» **Selected extract**:

________________________

In a June 13 statement, Auxiliary Bishop John Sherrington of Westminster, the lead bishop on life issues of the Bishops' Conference of England and Wales, said the church respected the decision of the court.

"It is the responsibility of the judiciary to decide how the law should be applied, including the consideration of mitigating circumstances and sentencing," he said.

However, Clare Murphy, chief executive of the British Pregnancy Advisory Service, the abortion provider that sent the pills to Foster without determining the stage of the pregnancy, said it was wrong for any woman to be jailed for abortion.

She said in a press statement that the law must be changed so that "no more women in these desperate circumstances in the UK are ever threatened with prison again."

Foster, a mother of three, said she was too embarrassed to see a doctor when she conceived in 2019 and did not know how advanced her pregnancy was.

She had been searching the internet for ways of ending a late pregnancy and when the government permitted telemedical assessments at the start of the 2020 lockdown, she obtained the mifepristone and misoprostol pills in the mail.

Mifepristone works by blocking the hormone progesterone, which the preborn child needs to live. Misoprostol induces contractions to expel the aborted baby.

Foster wished to abort her child because she had moved back in with her "long-term but estranged partner," who was not the father of the child.

Her daughter Lily was born stillborn, and Foster says she has been since "plagued by nightmares and flashbacks" to seeing the face of her baby.

Catherine Robinson of the Right to Life lobby group, said in a June 13 statement that the case showed the need to reinstate "in-person appointments before abortions take place to ensure that the gestation of babies can accurately be assessed."

"The Government must firmly reject changing legislation to make abortion legal right up to birth, as is proposed by abortion campaigners, who are using this tragic case to call for the removal of more abortion safeguards and the introduction of abortion up to birth across the United Kingdom," Robinson said.

"At at least 32 weeks or around eight months' gestation, Lily was a fully formed human child. If her mother had been given an in-person appointment, she would still be alive," she added.

________________________

» **Data records**:
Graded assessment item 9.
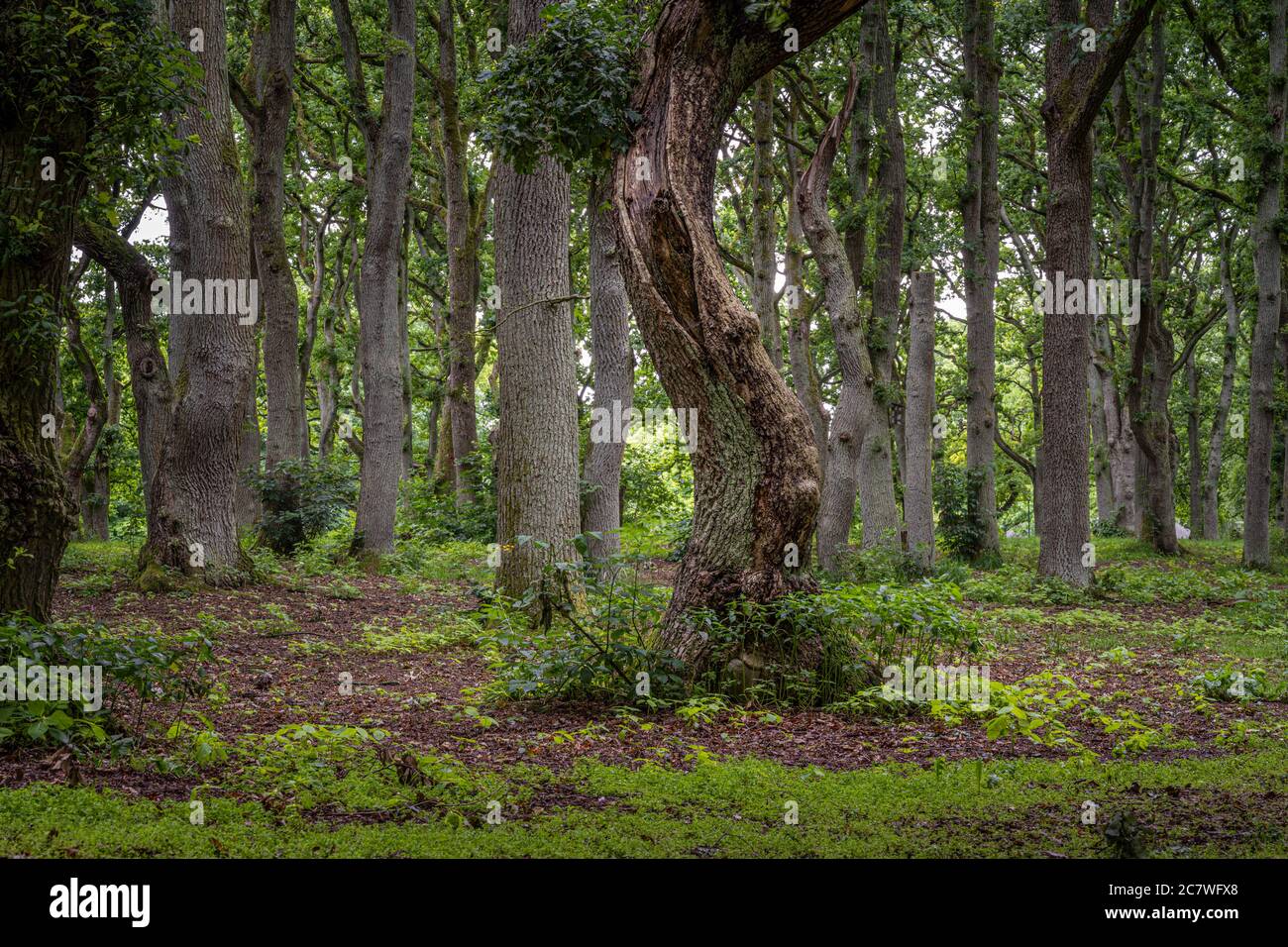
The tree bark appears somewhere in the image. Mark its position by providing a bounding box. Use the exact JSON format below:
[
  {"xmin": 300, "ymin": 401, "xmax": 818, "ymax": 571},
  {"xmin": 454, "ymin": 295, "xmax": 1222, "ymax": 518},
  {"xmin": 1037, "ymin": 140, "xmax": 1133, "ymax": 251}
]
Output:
[
  {"xmin": 903, "ymin": 271, "xmax": 935, "ymax": 570},
  {"xmin": 145, "ymin": 0, "xmax": 258, "ymax": 583},
  {"xmin": 1185, "ymin": 352, "xmax": 1203, "ymax": 539},
  {"xmin": 963, "ymin": 0, "xmax": 1002, "ymax": 554},
  {"xmin": 76, "ymin": 218, "xmax": 177, "ymax": 554},
  {"xmin": 438, "ymin": 0, "xmax": 482, "ymax": 506},
  {"xmin": 331, "ymin": 0, "xmax": 416, "ymax": 556},
  {"xmin": 795, "ymin": 65, "xmax": 876, "ymax": 570},
  {"xmin": 614, "ymin": 0, "xmax": 862, "ymax": 664},
  {"xmin": 859, "ymin": 0, "xmax": 907, "ymax": 546},
  {"xmin": 1121, "ymin": 8, "xmax": 1177, "ymax": 556},
  {"xmin": 1198, "ymin": 223, "xmax": 1239, "ymax": 540},
  {"xmin": 614, "ymin": 0, "xmax": 862, "ymax": 664},
  {"xmin": 491, "ymin": 0, "xmax": 581, "ymax": 596},
  {"xmin": 1243, "ymin": 0, "xmax": 1288, "ymax": 569},
  {"xmin": 583, "ymin": 175, "xmax": 635, "ymax": 559},
  {"xmin": 783, "ymin": 95, "xmax": 829, "ymax": 472},
  {"xmin": 1038, "ymin": 0, "xmax": 1155, "ymax": 586},
  {"xmin": 249, "ymin": 0, "xmax": 303, "ymax": 472},
  {"xmin": 751, "ymin": 73, "xmax": 783, "ymax": 371}
]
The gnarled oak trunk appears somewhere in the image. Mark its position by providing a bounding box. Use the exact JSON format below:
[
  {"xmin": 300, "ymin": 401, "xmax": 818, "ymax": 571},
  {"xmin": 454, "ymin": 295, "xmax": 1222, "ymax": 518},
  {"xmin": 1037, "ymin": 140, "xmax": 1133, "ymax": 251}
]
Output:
[{"xmin": 614, "ymin": 0, "xmax": 862, "ymax": 661}]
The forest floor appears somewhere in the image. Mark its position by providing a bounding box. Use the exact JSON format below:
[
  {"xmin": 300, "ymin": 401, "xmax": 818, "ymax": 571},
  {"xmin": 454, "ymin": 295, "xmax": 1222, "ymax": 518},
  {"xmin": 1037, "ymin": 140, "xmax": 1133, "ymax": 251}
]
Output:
[{"xmin": 0, "ymin": 540, "xmax": 1288, "ymax": 858}]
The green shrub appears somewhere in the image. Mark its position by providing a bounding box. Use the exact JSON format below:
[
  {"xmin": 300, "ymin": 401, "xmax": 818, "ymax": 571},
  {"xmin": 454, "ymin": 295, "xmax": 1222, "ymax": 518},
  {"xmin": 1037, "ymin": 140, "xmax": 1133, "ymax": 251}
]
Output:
[
  {"xmin": 248, "ymin": 460, "xmax": 357, "ymax": 556},
  {"xmin": 934, "ymin": 463, "xmax": 987, "ymax": 559},
  {"xmin": 0, "ymin": 616, "xmax": 213, "ymax": 746}
]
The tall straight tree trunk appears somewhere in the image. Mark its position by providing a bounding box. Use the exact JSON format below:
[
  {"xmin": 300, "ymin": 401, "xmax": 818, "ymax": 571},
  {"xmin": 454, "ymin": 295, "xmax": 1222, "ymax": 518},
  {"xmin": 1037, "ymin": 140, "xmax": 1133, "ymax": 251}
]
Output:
[
  {"xmin": 1124, "ymin": 8, "xmax": 1177, "ymax": 556},
  {"xmin": 583, "ymin": 175, "xmax": 635, "ymax": 559},
  {"xmin": 248, "ymin": 0, "xmax": 303, "ymax": 471},
  {"xmin": 331, "ymin": 0, "xmax": 416, "ymax": 554},
  {"xmin": 795, "ymin": 65, "xmax": 877, "ymax": 570},
  {"xmin": 1198, "ymin": 223, "xmax": 1239, "ymax": 540},
  {"xmin": 963, "ymin": 0, "xmax": 1002, "ymax": 554},
  {"xmin": 859, "ymin": 0, "xmax": 907, "ymax": 546},
  {"xmin": 1091, "ymin": 314, "xmax": 1136, "ymax": 530},
  {"xmin": 614, "ymin": 0, "xmax": 862, "ymax": 665},
  {"xmin": 143, "ymin": 0, "xmax": 259, "ymax": 583},
  {"xmin": 1038, "ymin": 0, "xmax": 1155, "ymax": 586},
  {"xmin": 903, "ymin": 271, "xmax": 935, "ymax": 570},
  {"xmin": 1185, "ymin": 352, "xmax": 1203, "ymax": 539},
  {"xmin": 0, "ymin": 11, "xmax": 99, "ymax": 621},
  {"xmin": 438, "ymin": 0, "xmax": 480, "ymax": 506},
  {"xmin": 496, "ymin": 0, "xmax": 581, "ymax": 595},
  {"xmin": 233, "ymin": 335, "xmax": 265, "ymax": 530},
  {"xmin": 783, "ymin": 95, "xmax": 829, "ymax": 466},
  {"xmin": 1243, "ymin": 0, "xmax": 1288, "ymax": 569},
  {"xmin": 1087, "ymin": 357, "xmax": 1115, "ymax": 523},
  {"xmin": 82, "ymin": 274, "xmax": 121, "ymax": 540},
  {"xmin": 751, "ymin": 73, "xmax": 783, "ymax": 371},
  {"xmin": 76, "ymin": 219, "xmax": 174, "ymax": 549}
]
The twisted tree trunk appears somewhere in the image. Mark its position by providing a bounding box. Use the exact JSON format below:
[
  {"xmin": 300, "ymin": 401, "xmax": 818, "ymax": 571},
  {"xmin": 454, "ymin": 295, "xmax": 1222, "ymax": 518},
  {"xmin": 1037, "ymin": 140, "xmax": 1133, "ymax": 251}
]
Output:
[
  {"xmin": 795, "ymin": 64, "xmax": 876, "ymax": 570},
  {"xmin": 614, "ymin": 0, "xmax": 862, "ymax": 661},
  {"xmin": 903, "ymin": 271, "xmax": 935, "ymax": 570}
]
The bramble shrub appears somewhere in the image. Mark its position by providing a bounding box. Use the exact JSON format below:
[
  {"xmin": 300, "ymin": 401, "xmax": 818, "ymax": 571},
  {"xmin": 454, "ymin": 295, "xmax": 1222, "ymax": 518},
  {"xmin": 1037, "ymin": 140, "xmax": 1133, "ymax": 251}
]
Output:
[
  {"xmin": 482, "ymin": 536, "xmax": 683, "ymax": 703},
  {"xmin": 0, "ymin": 616, "xmax": 214, "ymax": 746},
  {"xmin": 248, "ymin": 460, "xmax": 356, "ymax": 556}
]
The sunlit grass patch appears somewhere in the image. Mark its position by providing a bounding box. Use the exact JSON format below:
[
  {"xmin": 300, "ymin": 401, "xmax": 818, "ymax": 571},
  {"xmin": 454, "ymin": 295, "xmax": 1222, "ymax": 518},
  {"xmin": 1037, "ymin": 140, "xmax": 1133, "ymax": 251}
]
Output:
[{"xmin": 10, "ymin": 736, "xmax": 1288, "ymax": 858}]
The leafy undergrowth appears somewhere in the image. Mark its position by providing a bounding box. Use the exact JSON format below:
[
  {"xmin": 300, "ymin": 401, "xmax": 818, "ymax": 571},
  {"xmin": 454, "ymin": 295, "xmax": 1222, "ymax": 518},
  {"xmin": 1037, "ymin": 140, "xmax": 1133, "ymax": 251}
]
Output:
[
  {"xmin": 0, "ymin": 747, "xmax": 1288, "ymax": 858},
  {"xmin": 0, "ymin": 539, "xmax": 1288, "ymax": 857}
]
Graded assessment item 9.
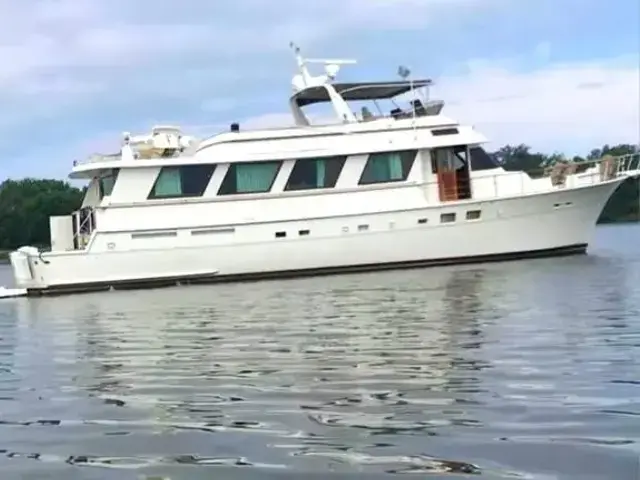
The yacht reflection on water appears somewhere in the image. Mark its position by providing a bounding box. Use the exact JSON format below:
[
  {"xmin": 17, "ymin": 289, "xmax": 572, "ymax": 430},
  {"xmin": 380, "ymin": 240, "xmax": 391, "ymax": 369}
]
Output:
[{"xmin": 3, "ymin": 257, "xmax": 630, "ymax": 473}]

________________________

» **Activity list**:
1) Shorten the paragraph of the news report that begins "She had been searching the internet" while keeping its main facts.
2) According to the news report, who is chief executive of the British Pregnancy Advisory Service?
3) Please echo the news report between "However, Clare Murphy, chief" and "her pregnancy was.", inclusive.
The lines have nothing to do with the news report.

» **Responses by task**:
1) After searching online for ways to end a late pregnancy, Foster got mifepristone and misoprostol by mail once the government allowed telemedical assessments at the start of the 2020 lockdown.

2) Clare Murphy.

3)
However, Clare Murphy, chief executive of the British Pregnancy Advisory Service, the abortion provider that sent the pills to Foster without determining the stage of the pregnancy, said it was wrong for any woman to be jailed for abortion.

She said in a press statement that the law must be changed so that "no more women in these desperate circumstances in the UK are ever threatened with prison again."

Foster, a mother of three, said she was too embarrassed to see a doctor when she conceived in 2019 and did not know how advanced her pregnancy was.